- EXERCISE REQUIREMENTS:
Exact wording is required: give all the records again, minus the pictures.

╭─ LISTED RECORDS

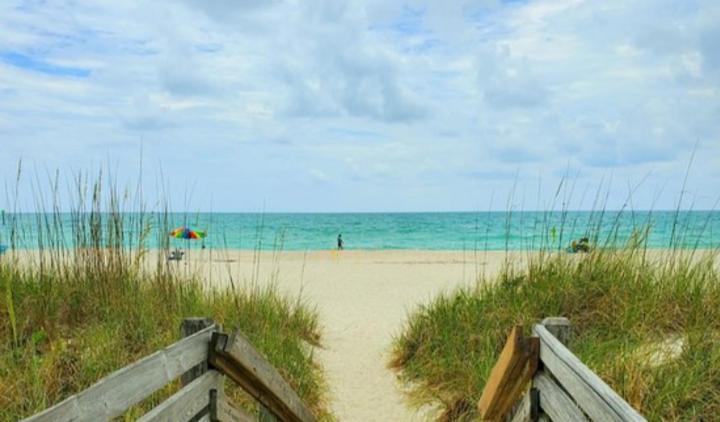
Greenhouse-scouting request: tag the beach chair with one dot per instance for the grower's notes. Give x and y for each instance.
(176, 255)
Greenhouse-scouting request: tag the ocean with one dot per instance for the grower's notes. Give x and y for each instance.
(379, 231)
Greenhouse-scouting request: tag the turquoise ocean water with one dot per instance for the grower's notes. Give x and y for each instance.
(378, 231)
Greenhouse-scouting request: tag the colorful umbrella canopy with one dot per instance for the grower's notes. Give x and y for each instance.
(186, 233)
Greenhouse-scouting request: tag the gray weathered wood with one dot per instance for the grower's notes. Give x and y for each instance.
(186, 403)
(523, 409)
(111, 396)
(559, 327)
(595, 397)
(239, 360)
(265, 414)
(227, 413)
(188, 327)
(554, 402)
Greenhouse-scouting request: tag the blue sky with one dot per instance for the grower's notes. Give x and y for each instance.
(368, 106)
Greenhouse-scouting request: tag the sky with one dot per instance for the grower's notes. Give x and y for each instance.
(306, 106)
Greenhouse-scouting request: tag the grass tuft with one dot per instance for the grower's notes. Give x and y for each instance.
(648, 322)
(77, 308)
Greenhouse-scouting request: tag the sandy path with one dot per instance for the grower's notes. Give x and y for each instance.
(363, 299)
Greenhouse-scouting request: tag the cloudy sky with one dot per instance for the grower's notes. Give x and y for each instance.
(368, 106)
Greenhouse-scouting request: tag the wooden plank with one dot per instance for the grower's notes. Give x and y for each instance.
(559, 327)
(554, 402)
(510, 375)
(238, 359)
(523, 410)
(593, 396)
(228, 413)
(113, 395)
(186, 403)
(188, 327)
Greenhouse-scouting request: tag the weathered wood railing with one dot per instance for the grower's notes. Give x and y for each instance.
(202, 359)
(538, 378)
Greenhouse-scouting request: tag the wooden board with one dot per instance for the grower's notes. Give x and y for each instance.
(227, 413)
(510, 375)
(591, 394)
(239, 360)
(188, 402)
(554, 402)
(113, 395)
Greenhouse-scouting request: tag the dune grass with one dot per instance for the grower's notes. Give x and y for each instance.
(627, 307)
(73, 313)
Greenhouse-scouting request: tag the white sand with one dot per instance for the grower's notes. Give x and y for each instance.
(363, 299)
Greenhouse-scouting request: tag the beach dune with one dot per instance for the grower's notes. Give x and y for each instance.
(363, 299)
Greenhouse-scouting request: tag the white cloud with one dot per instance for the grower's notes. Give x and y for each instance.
(255, 93)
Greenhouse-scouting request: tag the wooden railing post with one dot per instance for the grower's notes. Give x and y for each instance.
(189, 327)
(559, 327)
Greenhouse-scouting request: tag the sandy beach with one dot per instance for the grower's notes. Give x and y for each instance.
(363, 299)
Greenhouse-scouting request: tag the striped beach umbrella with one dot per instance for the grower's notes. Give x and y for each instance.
(186, 233)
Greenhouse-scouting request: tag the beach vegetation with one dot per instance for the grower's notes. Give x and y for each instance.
(73, 311)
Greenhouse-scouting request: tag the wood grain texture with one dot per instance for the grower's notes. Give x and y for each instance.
(228, 413)
(510, 375)
(555, 402)
(111, 396)
(188, 402)
(523, 410)
(593, 396)
(188, 327)
(239, 360)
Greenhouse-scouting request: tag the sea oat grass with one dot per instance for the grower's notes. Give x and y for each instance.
(76, 308)
(627, 307)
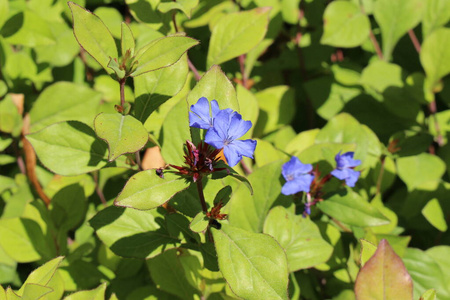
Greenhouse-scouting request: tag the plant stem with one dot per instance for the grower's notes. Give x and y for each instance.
(414, 40)
(194, 70)
(380, 175)
(201, 195)
(241, 59)
(122, 91)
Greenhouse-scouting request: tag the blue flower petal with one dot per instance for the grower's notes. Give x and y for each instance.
(244, 147)
(238, 127)
(199, 116)
(213, 138)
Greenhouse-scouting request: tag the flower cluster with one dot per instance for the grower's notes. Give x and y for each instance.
(224, 128)
(301, 177)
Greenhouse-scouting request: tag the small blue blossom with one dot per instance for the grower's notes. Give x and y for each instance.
(298, 177)
(200, 115)
(227, 128)
(344, 168)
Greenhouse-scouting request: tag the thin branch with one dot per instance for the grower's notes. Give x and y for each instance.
(414, 40)
(194, 70)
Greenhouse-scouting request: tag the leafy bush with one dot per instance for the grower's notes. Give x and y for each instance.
(254, 149)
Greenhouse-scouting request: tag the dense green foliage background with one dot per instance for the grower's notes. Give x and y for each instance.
(315, 77)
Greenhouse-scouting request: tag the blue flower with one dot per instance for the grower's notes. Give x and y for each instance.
(200, 115)
(344, 169)
(298, 177)
(228, 126)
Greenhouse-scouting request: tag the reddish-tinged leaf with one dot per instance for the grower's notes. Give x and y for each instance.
(384, 276)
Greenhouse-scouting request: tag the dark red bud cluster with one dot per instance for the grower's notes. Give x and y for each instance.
(199, 161)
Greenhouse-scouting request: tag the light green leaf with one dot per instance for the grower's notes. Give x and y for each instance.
(345, 25)
(434, 214)
(124, 134)
(367, 251)
(92, 34)
(426, 273)
(69, 148)
(4, 11)
(112, 19)
(127, 40)
(429, 295)
(154, 88)
(253, 264)
(249, 212)
(174, 132)
(348, 207)
(64, 101)
(395, 18)
(384, 276)
(10, 119)
(199, 223)
(162, 53)
(277, 105)
(42, 275)
(35, 291)
(95, 294)
(168, 273)
(435, 57)
(437, 14)
(419, 170)
(22, 239)
(133, 233)
(299, 237)
(146, 190)
(186, 6)
(215, 85)
(236, 34)
(28, 29)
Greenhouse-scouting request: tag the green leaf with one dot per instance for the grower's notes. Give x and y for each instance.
(186, 6)
(10, 119)
(236, 34)
(155, 88)
(429, 295)
(215, 85)
(28, 29)
(434, 214)
(299, 237)
(367, 251)
(168, 273)
(277, 108)
(95, 294)
(124, 134)
(80, 104)
(42, 275)
(253, 264)
(345, 25)
(92, 34)
(348, 207)
(133, 233)
(69, 148)
(420, 170)
(22, 239)
(146, 190)
(384, 276)
(249, 212)
(395, 18)
(127, 40)
(426, 273)
(162, 53)
(199, 223)
(35, 291)
(436, 15)
(434, 56)
(174, 132)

╰─

- WRITTEN SOLUTION:
Greenhouse-scouting request: tag the beach chair with one dot per instance for the grower's notes. Give x and y for each instance.
(176, 255)
Greenhouse-scouting request: tag the ocean with one dot per instance for the grower's notes. Give x and y for each instance.
(379, 231)
Greenhouse-scouting request: tag the turquoise ocean water with one dot per instance for the grower's notes. Give x and y for each instance.
(378, 231)
Greenhouse-scouting request: tag the colorful umbrella canopy with one dot per instance for the grower's notes. Give x and y for each instance.
(186, 233)
Greenhouse-scouting request: tag the gray weathered wood with one dot per instance for the grower's notes. Give x and y for each instance.
(186, 403)
(523, 409)
(111, 396)
(559, 327)
(595, 397)
(239, 360)
(265, 414)
(227, 413)
(188, 327)
(554, 402)
Greenhouse-scouting request: tag the blue sky with one dot per instance for the grower's notes. Give x and y for each instance.
(368, 106)
Greenhouse-scouting request: tag the sky with one dot per instance for the grower's notes. Give x and y for each instance.
(306, 106)
Greenhouse-scouting request: tag the grass tuft with one dot per instance for the grower's notes. Give x and y for each instance.
(648, 322)
(77, 308)
Greenhouse-scouting request: tag the sandy path with one dot per instance for the grower's notes. Give x and y for each instance.
(363, 299)
Greenhouse-scouting request: tag the cloudy sky with one dot per instance for the grower's notes. Give x and y for each instance.
(368, 106)
Greenhouse-scouting request: tag the wooden plank with one dot per instance for the grower's notes. Give x and y for each instance.
(559, 327)
(554, 402)
(510, 375)
(238, 359)
(523, 410)
(593, 396)
(228, 413)
(113, 395)
(186, 403)
(188, 327)
Greenhouse-scouting request: tag the weathered wood railing with one dot per instance for the grower's notes. Give x and y for each instance.
(202, 359)
(538, 378)
Greenhouse-scouting request: tag the wooden board with one dot per instance for the grower's notes. Give x and y for each instance.
(227, 413)
(510, 375)
(591, 394)
(239, 360)
(188, 402)
(554, 402)
(113, 395)
Greenhouse-scouting request: tag the dune grass with one dot per instance for the grower's notes. Give x and y for each instance.
(627, 307)
(73, 313)
Greenhouse-scouting request: tag the white sand with one dot per instance for the grower's notes. Give x and y for each instance.
(363, 299)
Greenhouse-scouting request: tag the beach dune with one dot per instance for the grower's notes. Give x and y for each instance.
(363, 299)
Greenhouse-scouting request: tag the white cloud with one dot per instance for the grower's notes. Give x and y for each instance.
(255, 93)
Greenhouse-scouting request: tag the wooden railing post with one dot per instance for the grower's notes. Give x and y for each instance.
(189, 327)
(559, 327)
Greenhouse-scouting request: tag the sandy beach with one dot per instance for the grower's notes. Give x and y for each instance.
(363, 299)
Greenhouse-scouting request: tag the striped beach umbrella with one dot per instance for the grower's notes. Give x and y for each instance.
(186, 233)
Greenhouse-scouting request: tag the beach vegetation with one dot per instance for the grower's notes. Give x and y for each instance.
(73, 311)
Greenhouse-scouting request: tag the wood grain texture with one dot per instance for the grower's notes. Give x and y for each instance.
(228, 413)
(510, 375)
(555, 402)
(111, 396)
(188, 402)
(523, 410)
(593, 396)
(188, 327)
(239, 360)
Greenhouse-scouting request: tag the sea oat grass with one dot per instance for the grower's notes. Give x and y for each instance.
(76, 308)
(627, 307)
Greenhouse-scouting request: tag the plant stem with one dot per instance for the grower's notes. Give x and y for each instance.
(414, 40)
(194, 70)
(380, 175)
(201, 195)
(241, 59)
(122, 91)
Greenhouse-scouting request: tag the blue flower petal with one dot per instance for the grower's notes. Give x and y for each instance.
(244, 147)
(238, 127)
(199, 116)
(213, 138)
Greenhouse-scouting request: tag the flower cluster with one dot per instance for the grower's notes. Give x and y for each instance.
(224, 128)
(301, 177)
Greenhouse-scouting request: tag the small blue blossom with one dot per instance for the grower's notes. Give x and y for each instance.
(298, 177)
(200, 115)
(227, 128)
(344, 168)
Greenhouse-scouting request: tag the thin branch with one dot per instance for the grower's notes. Give x and y for each instance.
(414, 40)
(194, 70)
Greenhouse-scouting request: tag the leafy bush with one dot per instance for the grower's notes. Give x and y for each instance.
(254, 149)
Greenhouse-scouting request: tag the dense green foliage background with one dot per instance for the grower's notes. Give x and y for each instance.
(315, 77)
Greenhouse-scouting request: tag the blue flower with one dot per instance for the grower's notes. Give x and y for each instance.
(200, 115)
(344, 169)
(298, 177)
(228, 126)
Greenhouse-scouting request: tag the reddish-tinged leaf with one dot per instance for the grower's notes. Give x and y for each instance.
(384, 276)
Greenhouse-scouting request: tag the dark red bud cluster with one dot per instance for the grower's notes. Give x and y for each instance.
(199, 161)
Greenhouse-scouting request: tag the light green leaf with one dot per instance for the grower's notes. Give x and y for each instance.
(345, 25)
(434, 214)
(124, 134)
(367, 251)
(92, 34)
(426, 273)
(69, 148)
(4, 11)
(112, 19)
(127, 40)
(429, 295)
(154, 88)
(253, 264)
(249, 212)
(174, 132)
(348, 207)
(64, 101)
(395, 18)
(384, 276)
(10, 119)
(199, 223)
(162, 53)
(277, 105)
(42, 275)
(35, 291)
(95, 294)
(168, 273)
(435, 57)
(437, 14)
(419, 170)
(22, 239)
(133, 233)
(299, 237)
(146, 190)
(186, 6)
(215, 85)
(236, 34)
(28, 29)
Greenhouse-scouting request: tag the green leaf with one dot per instance for the grower's notes. Give x and y for each instance.
(186, 6)
(10, 119)
(236, 34)
(155, 88)
(429, 295)
(215, 85)
(28, 29)
(434, 214)
(299, 237)
(367, 251)
(168, 273)
(277, 108)
(95, 294)
(124, 134)
(80, 104)
(42, 275)
(253, 264)
(345, 25)
(92, 34)
(348, 207)
(133, 233)
(69, 148)
(420, 170)
(22, 239)
(146, 190)
(384, 276)
(249, 212)
(395, 18)
(127, 40)
(426, 273)
(162, 53)
(199, 223)
(35, 291)
(436, 15)
(434, 56)
(174, 132)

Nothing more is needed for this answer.